┌──
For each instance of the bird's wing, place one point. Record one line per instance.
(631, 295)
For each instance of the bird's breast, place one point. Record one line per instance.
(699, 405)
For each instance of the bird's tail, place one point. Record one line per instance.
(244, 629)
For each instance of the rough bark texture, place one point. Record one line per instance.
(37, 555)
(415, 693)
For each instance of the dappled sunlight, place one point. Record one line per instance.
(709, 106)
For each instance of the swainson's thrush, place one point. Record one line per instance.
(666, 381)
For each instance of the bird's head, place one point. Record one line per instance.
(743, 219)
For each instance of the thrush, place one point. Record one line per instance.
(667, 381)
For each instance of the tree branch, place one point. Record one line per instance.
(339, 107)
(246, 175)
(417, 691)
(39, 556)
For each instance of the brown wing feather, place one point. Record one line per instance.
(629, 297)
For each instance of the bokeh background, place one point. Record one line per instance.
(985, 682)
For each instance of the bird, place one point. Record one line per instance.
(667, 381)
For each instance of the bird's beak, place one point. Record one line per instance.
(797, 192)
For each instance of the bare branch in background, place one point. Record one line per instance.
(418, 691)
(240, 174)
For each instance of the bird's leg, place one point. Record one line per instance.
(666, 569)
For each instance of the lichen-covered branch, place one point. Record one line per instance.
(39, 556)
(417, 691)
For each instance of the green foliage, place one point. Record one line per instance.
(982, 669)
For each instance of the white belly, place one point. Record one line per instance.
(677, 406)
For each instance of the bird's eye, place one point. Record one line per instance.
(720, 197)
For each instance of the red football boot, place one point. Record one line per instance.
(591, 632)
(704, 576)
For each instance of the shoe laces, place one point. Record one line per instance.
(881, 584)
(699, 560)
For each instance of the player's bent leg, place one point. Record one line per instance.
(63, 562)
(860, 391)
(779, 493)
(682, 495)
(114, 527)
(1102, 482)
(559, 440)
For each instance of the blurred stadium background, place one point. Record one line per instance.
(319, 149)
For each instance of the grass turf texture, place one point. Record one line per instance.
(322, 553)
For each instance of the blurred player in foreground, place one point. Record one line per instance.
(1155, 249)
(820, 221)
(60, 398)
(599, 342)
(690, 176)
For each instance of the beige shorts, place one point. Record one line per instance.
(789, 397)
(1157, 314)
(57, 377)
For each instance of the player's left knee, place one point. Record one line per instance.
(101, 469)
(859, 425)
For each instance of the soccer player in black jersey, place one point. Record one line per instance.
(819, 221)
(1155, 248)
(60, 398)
└──
Retype the data in full and match it exactly.

### OUTPUT OF THE TASK
For each instance of the bird's wing, place one point. Record one line per instance.
(631, 295)
For each instance of the bird's breast, place one point. Record one line per instance.
(699, 405)
For each instance of the bird's tail, place one point. Record one line per instance.
(244, 629)
For each instance of the rough bark texture, place one point. Record one line per instance.
(37, 555)
(415, 693)
For each instance of the dappled sunlight, place one point. Record one line per instance.
(709, 106)
For each instance of the swainson's thrush, place one point. Record one line per instance.
(666, 381)
For each instance of the bird's head, place one point. Record one line per instance.
(743, 219)
For each instance of the thrush, place one point. Record one line per instance.
(667, 381)
For each instance of the tree branch, place one point. Record one line per instance.
(339, 107)
(246, 175)
(417, 691)
(39, 556)
For each instance of the brown wing feather, place one point. Record one line per instance.
(629, 297)
For each instance of the bokeh background, place one point. Record one line per instance.
(985, 682)
For each instance of the bird, place one point. Record one line per instance.
(667, 381)
For each instance of the bird's beak, place one point. Record one line per instance.
(797, 192)
For each instance of the bare branch in background, place one point. Record one line per instance.
(418, 691)
(240, 174)
For each instance of the bird's leg, place one point. Record one line per instance.
(666, 569)
For each instance of the lichen-covered branch, place one point. Record one line per instance.
(39, 556)
(417, 691)
For each instance of the green foliage, place one point. Record one line per instance.
(982, 669)
For each instance of the white belly, place one point. Record one line per instance.
(677, 406)
For each instance of the bird's eye, place one point. Record one line per instance.
(720, 197)
For each instance of the red football boot, place one point. Record one line per instance.
(591, 632)
(704, 576)
For each instance of the shoe laces, place one point. Record one line per instance.
(881, 584)
(699, 560)
For each instance of the player's bent leg, place one point. Record one line per instance.
(63, 562)
(860, 391)
(779, 493)
(682, 495)
(114, 527)
(1102, 482)
(559, 440)
For each instance of the blurred stadium background, place one point. Record one line per instance.
(319, 149)
For each instance of the grass turf texture, place one point. Record one line per instance.
(322, 553)
For each instance of the blurred player in foreground, place one point. Record one line per instance.
(1155, 249)
(820, 221)
(60, 398)
(599, 342)
(690, 176)
For each instance of the beige shorts, place one point. Record one line per instance.
(789, 397)
(1157, 314)
(57, 377)
For each instance of the player's left knee, place one point. Record one line per instance.
(101, 469)
(859, 425)
For each instance of the soccer player in black jersey, place one point. Record one line per instance.
(819, 221)
(1155, 248)
(60, 398)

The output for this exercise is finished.